**SELECTED TEXT**

- The poster for UFC 230: Cormier vs. Lewis
- Promotion: Ultimate Fighting Championship
- Date: November 3, 2018
- Venue: Madison Square Garden
- City: New York City, New York
- Attendance: 17,011
- Total gate: $2,841,718
- Buyrate: 250,000

Event chronology
| UFC Fight Night: Volkan vs. Smith | UFC 230: Cormier vs. Lewis | UFC Fight Night: The Korean Zombie vs. Rodríguez |

= UFC 230 =

UFC mixed martial arts event in 2018

UFC 230: Cormier vs. Lewis was a mixed martial arts event produced by the Ultimate Fighting Championship that was held on November 3, 2018 at Madison Square Garden in New York City, New York.

== Background ==
A UFC Heavyweight Championship bout between champion Daniel Cormier (also the UFC Light Heavyweight Champion) and Derrick Lewis headlined the event.

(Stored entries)
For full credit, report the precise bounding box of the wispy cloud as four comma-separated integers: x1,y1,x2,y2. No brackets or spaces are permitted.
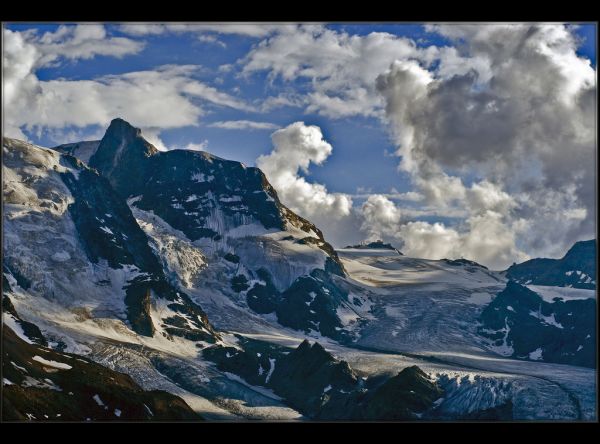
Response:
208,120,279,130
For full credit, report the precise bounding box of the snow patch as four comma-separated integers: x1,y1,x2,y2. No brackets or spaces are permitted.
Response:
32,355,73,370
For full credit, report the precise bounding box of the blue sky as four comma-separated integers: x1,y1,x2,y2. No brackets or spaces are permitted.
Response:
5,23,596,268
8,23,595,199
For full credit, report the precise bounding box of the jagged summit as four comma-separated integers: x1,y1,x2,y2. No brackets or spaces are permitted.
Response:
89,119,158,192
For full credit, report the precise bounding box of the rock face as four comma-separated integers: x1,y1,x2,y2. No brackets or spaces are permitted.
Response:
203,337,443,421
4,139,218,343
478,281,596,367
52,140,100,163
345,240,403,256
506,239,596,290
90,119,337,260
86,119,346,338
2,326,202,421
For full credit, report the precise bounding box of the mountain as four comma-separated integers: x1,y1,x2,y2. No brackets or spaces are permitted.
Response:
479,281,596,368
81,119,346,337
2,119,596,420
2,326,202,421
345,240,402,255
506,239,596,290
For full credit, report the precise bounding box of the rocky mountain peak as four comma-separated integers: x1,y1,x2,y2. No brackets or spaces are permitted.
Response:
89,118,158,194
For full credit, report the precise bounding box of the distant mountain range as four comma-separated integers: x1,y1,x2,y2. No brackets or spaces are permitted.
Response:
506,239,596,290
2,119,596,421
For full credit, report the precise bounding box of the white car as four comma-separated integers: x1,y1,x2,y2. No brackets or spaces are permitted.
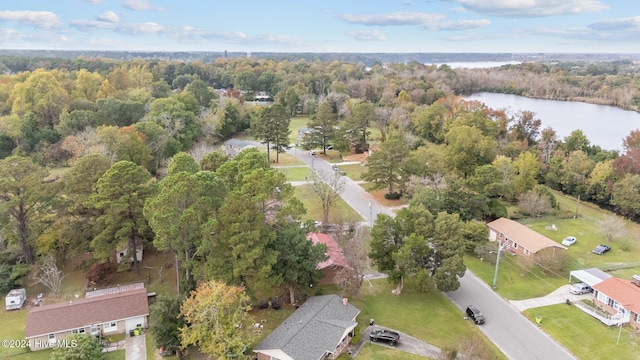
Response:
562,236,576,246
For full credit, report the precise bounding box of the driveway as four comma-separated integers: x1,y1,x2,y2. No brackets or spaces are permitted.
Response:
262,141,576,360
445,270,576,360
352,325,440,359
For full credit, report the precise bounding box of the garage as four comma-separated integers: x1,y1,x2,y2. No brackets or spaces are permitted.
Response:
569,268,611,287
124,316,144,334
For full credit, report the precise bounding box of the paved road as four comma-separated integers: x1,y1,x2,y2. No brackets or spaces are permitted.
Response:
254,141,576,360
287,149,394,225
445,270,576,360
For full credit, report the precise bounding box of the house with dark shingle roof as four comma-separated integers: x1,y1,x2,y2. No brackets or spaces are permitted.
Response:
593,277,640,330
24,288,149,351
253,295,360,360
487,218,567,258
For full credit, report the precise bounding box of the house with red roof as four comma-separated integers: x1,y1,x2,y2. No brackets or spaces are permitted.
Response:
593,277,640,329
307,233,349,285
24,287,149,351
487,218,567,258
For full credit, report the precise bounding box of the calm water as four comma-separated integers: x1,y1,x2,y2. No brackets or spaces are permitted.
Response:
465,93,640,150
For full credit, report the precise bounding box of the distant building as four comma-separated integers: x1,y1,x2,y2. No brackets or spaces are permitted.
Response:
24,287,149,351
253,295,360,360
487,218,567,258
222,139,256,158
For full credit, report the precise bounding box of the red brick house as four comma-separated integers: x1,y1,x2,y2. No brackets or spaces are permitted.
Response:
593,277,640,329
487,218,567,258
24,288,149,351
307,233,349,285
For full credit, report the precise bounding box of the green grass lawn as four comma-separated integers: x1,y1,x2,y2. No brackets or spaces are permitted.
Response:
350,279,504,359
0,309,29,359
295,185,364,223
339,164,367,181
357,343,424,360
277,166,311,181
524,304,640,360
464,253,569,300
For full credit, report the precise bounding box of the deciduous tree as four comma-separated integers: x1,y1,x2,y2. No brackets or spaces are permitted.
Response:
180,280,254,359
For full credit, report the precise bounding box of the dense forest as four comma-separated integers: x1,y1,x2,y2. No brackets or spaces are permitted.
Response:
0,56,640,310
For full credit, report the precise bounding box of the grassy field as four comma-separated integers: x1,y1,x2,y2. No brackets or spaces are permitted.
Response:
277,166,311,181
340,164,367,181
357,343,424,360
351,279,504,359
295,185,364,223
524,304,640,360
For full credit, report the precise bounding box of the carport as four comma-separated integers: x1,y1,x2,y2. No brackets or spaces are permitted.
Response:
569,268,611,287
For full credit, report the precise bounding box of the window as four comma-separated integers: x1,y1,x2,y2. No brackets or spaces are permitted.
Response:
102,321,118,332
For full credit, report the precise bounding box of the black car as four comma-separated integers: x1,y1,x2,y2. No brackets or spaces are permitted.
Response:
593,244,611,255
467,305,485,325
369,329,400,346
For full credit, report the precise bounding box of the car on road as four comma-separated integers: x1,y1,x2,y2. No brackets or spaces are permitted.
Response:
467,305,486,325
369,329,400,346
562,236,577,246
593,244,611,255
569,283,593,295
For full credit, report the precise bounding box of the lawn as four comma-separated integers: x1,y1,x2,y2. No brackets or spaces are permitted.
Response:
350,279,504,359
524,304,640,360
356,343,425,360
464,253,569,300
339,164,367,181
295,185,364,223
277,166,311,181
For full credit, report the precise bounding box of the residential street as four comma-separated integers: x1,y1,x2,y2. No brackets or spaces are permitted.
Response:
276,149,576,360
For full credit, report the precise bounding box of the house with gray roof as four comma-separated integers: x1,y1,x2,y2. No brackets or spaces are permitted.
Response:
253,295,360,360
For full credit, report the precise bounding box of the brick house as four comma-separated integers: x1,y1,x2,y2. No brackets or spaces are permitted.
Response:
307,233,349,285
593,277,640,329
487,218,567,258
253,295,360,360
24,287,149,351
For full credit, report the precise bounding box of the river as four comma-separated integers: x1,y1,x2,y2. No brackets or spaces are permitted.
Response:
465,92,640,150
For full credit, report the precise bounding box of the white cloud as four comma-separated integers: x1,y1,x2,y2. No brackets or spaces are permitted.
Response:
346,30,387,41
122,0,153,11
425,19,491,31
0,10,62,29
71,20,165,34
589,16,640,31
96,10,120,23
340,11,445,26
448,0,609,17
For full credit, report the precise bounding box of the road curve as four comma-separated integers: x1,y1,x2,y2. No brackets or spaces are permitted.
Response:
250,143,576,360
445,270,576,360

* * *

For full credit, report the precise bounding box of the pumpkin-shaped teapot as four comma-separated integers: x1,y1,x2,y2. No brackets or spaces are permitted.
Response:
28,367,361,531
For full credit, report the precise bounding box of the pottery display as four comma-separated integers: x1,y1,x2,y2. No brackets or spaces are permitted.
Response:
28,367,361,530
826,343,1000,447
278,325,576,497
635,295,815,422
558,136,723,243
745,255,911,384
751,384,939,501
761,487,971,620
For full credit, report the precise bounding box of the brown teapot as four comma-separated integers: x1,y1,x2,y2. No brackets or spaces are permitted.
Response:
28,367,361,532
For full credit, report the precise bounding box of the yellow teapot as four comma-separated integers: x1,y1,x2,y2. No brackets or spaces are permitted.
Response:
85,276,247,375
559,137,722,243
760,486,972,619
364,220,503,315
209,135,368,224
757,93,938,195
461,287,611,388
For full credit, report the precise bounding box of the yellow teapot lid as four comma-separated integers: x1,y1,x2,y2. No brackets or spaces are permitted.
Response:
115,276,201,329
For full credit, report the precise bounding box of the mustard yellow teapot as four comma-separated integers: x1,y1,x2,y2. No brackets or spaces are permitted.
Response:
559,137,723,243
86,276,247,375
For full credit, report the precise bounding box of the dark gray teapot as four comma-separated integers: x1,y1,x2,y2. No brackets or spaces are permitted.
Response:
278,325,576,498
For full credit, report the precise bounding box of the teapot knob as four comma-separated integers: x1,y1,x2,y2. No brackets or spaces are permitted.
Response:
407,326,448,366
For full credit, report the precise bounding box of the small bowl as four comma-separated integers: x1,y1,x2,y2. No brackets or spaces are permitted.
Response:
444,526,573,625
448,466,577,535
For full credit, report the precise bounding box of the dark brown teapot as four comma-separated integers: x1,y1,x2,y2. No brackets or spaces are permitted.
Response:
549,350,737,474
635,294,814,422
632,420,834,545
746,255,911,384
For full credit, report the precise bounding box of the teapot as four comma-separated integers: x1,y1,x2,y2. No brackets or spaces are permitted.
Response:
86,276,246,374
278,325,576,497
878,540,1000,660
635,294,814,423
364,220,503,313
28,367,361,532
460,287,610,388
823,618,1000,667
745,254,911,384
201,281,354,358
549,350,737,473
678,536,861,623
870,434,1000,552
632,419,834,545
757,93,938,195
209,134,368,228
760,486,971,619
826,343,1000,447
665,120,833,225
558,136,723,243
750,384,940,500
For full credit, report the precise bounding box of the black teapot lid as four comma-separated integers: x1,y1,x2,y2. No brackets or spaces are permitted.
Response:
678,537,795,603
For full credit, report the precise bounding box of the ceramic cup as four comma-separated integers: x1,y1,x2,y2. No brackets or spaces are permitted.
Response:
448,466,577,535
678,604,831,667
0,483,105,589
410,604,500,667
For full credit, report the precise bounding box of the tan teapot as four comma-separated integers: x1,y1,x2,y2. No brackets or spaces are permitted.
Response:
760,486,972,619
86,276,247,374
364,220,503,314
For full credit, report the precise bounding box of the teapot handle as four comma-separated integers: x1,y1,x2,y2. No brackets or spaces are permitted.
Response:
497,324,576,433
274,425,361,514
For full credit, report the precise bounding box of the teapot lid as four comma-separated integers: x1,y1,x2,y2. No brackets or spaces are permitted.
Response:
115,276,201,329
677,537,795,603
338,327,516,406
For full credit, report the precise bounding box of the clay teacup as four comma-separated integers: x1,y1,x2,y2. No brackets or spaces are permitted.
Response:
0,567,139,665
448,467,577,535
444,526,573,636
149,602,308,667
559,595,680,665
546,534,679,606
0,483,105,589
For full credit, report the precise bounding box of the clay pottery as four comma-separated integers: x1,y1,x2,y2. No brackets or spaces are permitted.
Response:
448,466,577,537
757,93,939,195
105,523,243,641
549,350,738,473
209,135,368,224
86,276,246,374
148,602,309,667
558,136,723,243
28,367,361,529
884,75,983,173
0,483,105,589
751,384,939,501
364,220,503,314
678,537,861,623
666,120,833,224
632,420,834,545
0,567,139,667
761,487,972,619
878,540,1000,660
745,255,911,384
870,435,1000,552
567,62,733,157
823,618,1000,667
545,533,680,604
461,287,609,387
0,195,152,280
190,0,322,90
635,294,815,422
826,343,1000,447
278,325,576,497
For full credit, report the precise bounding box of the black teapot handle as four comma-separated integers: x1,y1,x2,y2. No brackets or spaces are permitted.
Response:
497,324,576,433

**EXERCISE TASK A**
Condense the paragraph in the UFC 230 article that begins "UFC 230: Cormier vs. Lewis was a mixed martial arts event" into a short bulleted list that keeps its main facts.
**EXERCISE TASK B**
What attendance figure does the UFC 230 article give for the event?
**EXERCISE TASK C**
Continue the UFC 230 article from its final sentence.

**OUTPUT A**
- Event: UFC 230: Cormier vs. Lewis, a mixed martial arts event
- Producer: Ultimate Fighting Championship
- Date: November 3, 2018
- Venue: Madison Square Garden, New York City, New York

**OUTPUT B**
17,011

**OUTPUT C**
A bout for the vacant UFC Women's Flyweight Championship between former UFC Women's Bantamweight Championship challenger Valentina Shevchenko and Sijara Eubanks was expected to serve as the event headliner. Shevchenko was initially expected to face former UFC Women's Strawweight Champion Joanna Jędrzejczyk at UFC 231 for the title, but due to UFC 230 being in need of a main event, she was booked against Eubanks sooner. Eubanks was expected to face Jessica Eye at UFC 232, before being moved to this bout. After the UFC announced Cormier/Lewis on October 9, they confirmed this bout was canceled and that Shevchenko would return to her original bout at UFC 231. Eubanks remained on the card and faced former title challenger Roxanne Modafferi.

A middleweight bout between former interim UFC Middleweight Championship challenger (as well as 2000 Olympic silver medalist and world champion in freestyle wrestling) Yoel Romero and Paulo Costa was scheduled for the event. However, Romero indicated in mid-August that while he has been cleared to fight, his doctors have recommended that he wait another four to five months (early 2019) to allow facial injuries incurred during his most recent fight to fully heal.

A lightweight bout between Dustin Poirier and former UFC Lightweight Championship challenger and The Ultimate Fighter 5 lightweight winner Nate Diaz was expected to take place at the event. However, on October 10, it was reported that Poirier pulled out due to injury and the bout was cancelled.

A bantamweight bout between Brian Kelleher and Domingo Pilarte was expected to take place at the event. However, on October 10, it was reported that Pilarte pulled out due to injury and was replaced by Montel Jackson.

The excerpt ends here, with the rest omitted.